> [What is asked]:
Reproduce all entries verbatim, with nothing added or dropped.

## Start Provided data

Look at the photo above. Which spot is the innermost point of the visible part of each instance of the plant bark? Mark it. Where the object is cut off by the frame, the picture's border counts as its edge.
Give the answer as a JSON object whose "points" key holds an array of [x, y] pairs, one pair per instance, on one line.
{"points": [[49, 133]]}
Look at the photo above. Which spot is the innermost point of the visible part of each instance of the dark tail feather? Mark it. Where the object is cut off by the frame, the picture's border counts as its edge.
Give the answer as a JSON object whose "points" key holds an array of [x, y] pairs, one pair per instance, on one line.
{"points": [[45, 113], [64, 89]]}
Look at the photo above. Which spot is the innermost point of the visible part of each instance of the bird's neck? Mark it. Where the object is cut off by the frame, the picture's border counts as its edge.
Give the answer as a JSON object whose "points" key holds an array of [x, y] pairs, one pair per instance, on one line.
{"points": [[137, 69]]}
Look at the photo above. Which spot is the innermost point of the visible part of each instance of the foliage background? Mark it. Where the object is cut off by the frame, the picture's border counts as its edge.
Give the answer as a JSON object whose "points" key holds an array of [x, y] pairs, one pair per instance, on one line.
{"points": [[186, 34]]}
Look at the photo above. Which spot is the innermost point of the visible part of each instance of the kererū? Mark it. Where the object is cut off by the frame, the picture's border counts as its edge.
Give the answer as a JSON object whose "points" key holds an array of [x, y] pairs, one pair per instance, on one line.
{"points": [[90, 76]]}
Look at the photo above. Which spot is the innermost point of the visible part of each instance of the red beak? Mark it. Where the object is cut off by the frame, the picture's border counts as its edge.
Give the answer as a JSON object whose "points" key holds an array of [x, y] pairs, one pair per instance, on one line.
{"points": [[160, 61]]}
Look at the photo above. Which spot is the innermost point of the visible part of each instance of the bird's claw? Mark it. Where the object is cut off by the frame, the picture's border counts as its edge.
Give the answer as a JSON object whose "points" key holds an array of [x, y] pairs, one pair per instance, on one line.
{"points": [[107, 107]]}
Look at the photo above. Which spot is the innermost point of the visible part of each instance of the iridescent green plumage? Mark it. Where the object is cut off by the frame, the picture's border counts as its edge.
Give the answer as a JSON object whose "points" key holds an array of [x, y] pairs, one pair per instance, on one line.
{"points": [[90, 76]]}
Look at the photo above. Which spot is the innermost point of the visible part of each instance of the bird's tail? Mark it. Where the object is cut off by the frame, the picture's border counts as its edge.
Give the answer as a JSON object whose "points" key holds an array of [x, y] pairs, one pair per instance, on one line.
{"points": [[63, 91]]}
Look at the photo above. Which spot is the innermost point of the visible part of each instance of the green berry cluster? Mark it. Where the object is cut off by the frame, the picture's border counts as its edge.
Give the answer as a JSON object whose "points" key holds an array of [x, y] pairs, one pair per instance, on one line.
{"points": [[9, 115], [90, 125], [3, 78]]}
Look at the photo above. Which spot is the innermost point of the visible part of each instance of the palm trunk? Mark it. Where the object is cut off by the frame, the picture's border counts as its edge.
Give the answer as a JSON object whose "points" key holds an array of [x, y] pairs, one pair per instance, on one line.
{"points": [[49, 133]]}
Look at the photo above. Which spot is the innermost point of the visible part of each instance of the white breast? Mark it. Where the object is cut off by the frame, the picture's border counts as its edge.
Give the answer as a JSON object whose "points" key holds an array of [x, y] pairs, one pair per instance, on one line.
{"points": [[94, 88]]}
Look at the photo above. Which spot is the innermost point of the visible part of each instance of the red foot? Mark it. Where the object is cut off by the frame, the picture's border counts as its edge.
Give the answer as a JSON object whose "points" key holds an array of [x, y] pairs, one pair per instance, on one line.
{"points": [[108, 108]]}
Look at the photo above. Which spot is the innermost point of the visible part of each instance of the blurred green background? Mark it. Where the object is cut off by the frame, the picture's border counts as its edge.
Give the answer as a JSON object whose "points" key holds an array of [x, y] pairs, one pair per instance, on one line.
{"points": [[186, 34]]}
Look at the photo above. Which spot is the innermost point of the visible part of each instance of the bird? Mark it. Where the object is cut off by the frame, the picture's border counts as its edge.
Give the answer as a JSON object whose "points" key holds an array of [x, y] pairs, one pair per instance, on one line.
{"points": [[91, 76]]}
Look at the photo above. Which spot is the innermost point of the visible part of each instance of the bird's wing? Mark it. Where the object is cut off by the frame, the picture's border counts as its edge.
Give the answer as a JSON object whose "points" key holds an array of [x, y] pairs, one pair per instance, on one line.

## End Provided data

> [Answer]:
Look at the photo above. Which spot is the innermost point of the visible part of each instance of the plant bark? Mark it. Where the object is cut off by the frame, the picture's border counts as its edge.
Give the answer as a JSON object whose "points" key holds an array of [x, y] pairs, one pair per instance, on one line.
{"points": [[49, 133]]}
Look at the photo above. Which spot is the innermost point of the visible part of each instance of the dark tail feather? Mark it. Where the object is cut off by the frame, the picture's border counts as its edge.
Give the answer as a JSON object whose "points" key holds an array of [x, y] pairs, one pair per instance, on one line.
{"points": [[45, 113], [64, 89]]}
Look at the photo above. Which spot is the innermost point of the visible part of each instance of the bird's neck? Mark it. Where the object is cut off by the frame, the picture's border counts as its edge.
Give the answer as a JSON object whose "points" key holds an array of [x, y] pairs, one pair per instance, on one line.
{"points": [[137, 69]]}
Look at the photo above. Which spot is the innermost point of the visible part of each instance of the foliage background? Mark it. Where the object is cut off by the frame, the picture's border counts as its edge.
Give the answer as a JSON object whose "points" key holds an array of [x, y] pairs, one pair per instance, on one line.
{"points": [[186, 34]]}
Look at the photo above. Which spot is the innermost point of the visible part of each instance of the kererū? Mark it. Where the object is cut off by the frame, the picture's border counts as its edge.
Give the answer as a JSON object whose "points" key holds an array of [x, y] pairs, one pair per instance, on one line.
{"points": [[90, 76]]}
Look at the photo above. Which spot is the innermost point of the visible part of each instance of the red beak? Mark it. Where the object is cut off by the frame, the picture's border counts as its edge.
Give the answer as a JSON object whose "points" key holds an array of [x, y] pairs, one pair per instance, on one line.
{"points": [[160, 61]]}
Look at the photo above. Which spot is the innermost point of the visible part of each instance of the bird's claw? Mark it. Where the object is cut off by the frame, the picture's border counts as its edge.
Give the answer as a JSON object whose "points" key holds an array of [x, y] pairs, one pair per instance, on one line.
{"points": [[107, 107]]}
Look at the photo above. Which spot is the innermost point of the visible part of each instance of the iridescent green plumage? Mark it. Where the object is cut off by the frame, the picture's border counts as its edge.
Give the answer as a JSON object whose "points" key holds an array of [x, y] pairs, one pair per instance, on one line.
{"points": [[90, 76]]}
Look at the photo above. Which spot is the innermost point of the visible part of each instance of the bird's tail? Mark it. Where the object is cut off by the frame, the picture's border counts as its edge.
Give the answer as a JSON object whose "points" key holds an array of [x, y] pairs, one pair per instance, on one line.
{"points": [[63, 91]]}
Look at the photo above. Which spot is the innermost point of the visible part of each instance of the green berry cluster? Mark it. Where the object is cut off by the frame, the picture's border counts as its edge.
Give the answer as a JSON object whose "points" key holds an array of [x, y] pairs, one pair per instance, on one line.
{"points": [[9, 115], [90, 125], [3, 78]]}
Look at the photo above. Which spot is the innermost point of the visible part of each instance of the palm trunk? Mark it. Where the object is cut off by the frame, the picture's border counts as its edge.
Give the answer as a JSON object whose "points" key holds an array of [x, y] pairs, one pair per instance, on one line.
{"points": [[49, 133]]}
Look at the photo above. Which spot is the innermost point of the visible part of each instance of the white breast? Mark it. Where the object is cut off by the frame, the picture's border counts as its edge.
Give the answer as a JSON object whose "points" key holds an array of [x, y] pairs, one pair per instance, on one line.
{"points": [[94, 88]]}
Look at the photo above. Which spot is the innermost point of the visible part of each instance of the red foot? Mark it. Where the object is cut off by the frame, the picture's border counts as its edge.
Give the answer as a JSON object whose "points" key holds an array of [x, y] pairs, one pair per instance, on one line.
{"points": [[108, 108]]}
Look at the photo above. Which spot is the innermost point of the visible part of each instance of the blurred green background? Mark it. Where the object is cut off by the frame, the picture's border counts as its edge.
Give the answer as a JSON object whose "points" key holds an array of [x, y] pairs, one pair per instance, on one line.
{"points": [[186, 34]]}
Look at the photo above. Which spot is the innermost point of the visible part of each instance of the bird? Mark it. Where the object is cut off by the frame, the picture's border counts as its edge.
Give the answer as a JSON object whose "points" key holds an array of [x, y] pairs, one pair per instance, on one line.
{"points": [[91, 76]]}
Look at the photo above. Which spot is the innermost point of the visible part of each instance of the bird's wing? Mark it. Where the object is cut off by the frame, the picture's border counts as its edge.
Give the answer as a JSON object whose "points" key holds an array of [x, y] pairs, one pair per instance, on one line.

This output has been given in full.